| JOB |
Copy out word for word the lines below, from the one containing "search: open mouth" through the last line.

— START LISTING —

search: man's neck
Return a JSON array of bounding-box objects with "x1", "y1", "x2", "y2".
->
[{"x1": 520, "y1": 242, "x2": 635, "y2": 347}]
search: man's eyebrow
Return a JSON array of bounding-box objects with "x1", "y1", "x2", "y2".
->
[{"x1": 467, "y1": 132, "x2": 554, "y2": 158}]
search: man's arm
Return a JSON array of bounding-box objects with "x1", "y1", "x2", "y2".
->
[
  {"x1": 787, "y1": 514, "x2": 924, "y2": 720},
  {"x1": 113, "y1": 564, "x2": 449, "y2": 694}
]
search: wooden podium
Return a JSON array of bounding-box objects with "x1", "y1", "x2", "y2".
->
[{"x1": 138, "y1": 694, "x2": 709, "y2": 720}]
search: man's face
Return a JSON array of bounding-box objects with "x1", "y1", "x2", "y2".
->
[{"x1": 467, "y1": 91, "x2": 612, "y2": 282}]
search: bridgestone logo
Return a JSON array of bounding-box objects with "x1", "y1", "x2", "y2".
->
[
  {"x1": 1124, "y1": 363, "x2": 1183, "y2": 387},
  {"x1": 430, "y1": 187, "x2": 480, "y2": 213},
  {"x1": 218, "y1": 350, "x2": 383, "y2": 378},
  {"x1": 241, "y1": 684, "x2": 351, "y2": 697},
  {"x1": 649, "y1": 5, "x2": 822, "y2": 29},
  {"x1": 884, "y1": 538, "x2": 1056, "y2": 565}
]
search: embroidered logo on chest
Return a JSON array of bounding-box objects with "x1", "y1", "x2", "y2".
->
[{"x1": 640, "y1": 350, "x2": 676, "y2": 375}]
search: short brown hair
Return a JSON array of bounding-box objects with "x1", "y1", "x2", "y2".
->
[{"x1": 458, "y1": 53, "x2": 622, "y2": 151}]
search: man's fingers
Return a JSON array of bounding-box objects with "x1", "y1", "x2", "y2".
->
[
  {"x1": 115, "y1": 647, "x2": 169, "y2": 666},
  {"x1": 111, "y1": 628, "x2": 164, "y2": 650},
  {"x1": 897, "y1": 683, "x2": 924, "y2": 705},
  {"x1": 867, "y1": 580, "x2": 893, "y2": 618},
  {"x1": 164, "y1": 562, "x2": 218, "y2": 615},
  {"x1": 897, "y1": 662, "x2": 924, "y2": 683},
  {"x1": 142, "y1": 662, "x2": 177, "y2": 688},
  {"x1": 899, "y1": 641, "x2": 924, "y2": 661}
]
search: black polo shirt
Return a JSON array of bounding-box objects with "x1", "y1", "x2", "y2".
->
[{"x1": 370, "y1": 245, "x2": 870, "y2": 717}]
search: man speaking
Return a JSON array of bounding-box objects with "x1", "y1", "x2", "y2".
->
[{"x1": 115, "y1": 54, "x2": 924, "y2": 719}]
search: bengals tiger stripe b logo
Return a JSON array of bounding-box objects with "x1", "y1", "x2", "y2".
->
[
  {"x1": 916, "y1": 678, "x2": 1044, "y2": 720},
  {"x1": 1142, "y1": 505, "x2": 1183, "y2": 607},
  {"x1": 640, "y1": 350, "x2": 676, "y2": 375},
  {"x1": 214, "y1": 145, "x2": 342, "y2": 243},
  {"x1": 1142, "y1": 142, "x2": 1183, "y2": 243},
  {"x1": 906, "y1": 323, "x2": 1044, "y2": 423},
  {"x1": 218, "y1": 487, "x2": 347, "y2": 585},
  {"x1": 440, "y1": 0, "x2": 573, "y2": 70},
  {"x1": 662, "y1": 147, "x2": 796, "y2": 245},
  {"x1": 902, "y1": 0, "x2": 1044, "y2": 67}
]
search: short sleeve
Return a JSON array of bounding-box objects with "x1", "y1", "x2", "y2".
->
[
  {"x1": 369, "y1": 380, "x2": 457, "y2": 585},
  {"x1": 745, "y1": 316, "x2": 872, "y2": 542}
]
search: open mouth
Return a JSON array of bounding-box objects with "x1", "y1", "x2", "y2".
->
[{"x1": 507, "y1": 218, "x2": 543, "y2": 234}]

— END LISTING —

| SOLUTION BELOW |
search: open mouth
Return a JSON array of bounding-box objects with "x1", "y1", "x2", "y2".
->
[{"x1": 507, "y1": 218, "x2": 543, "y2": 234}]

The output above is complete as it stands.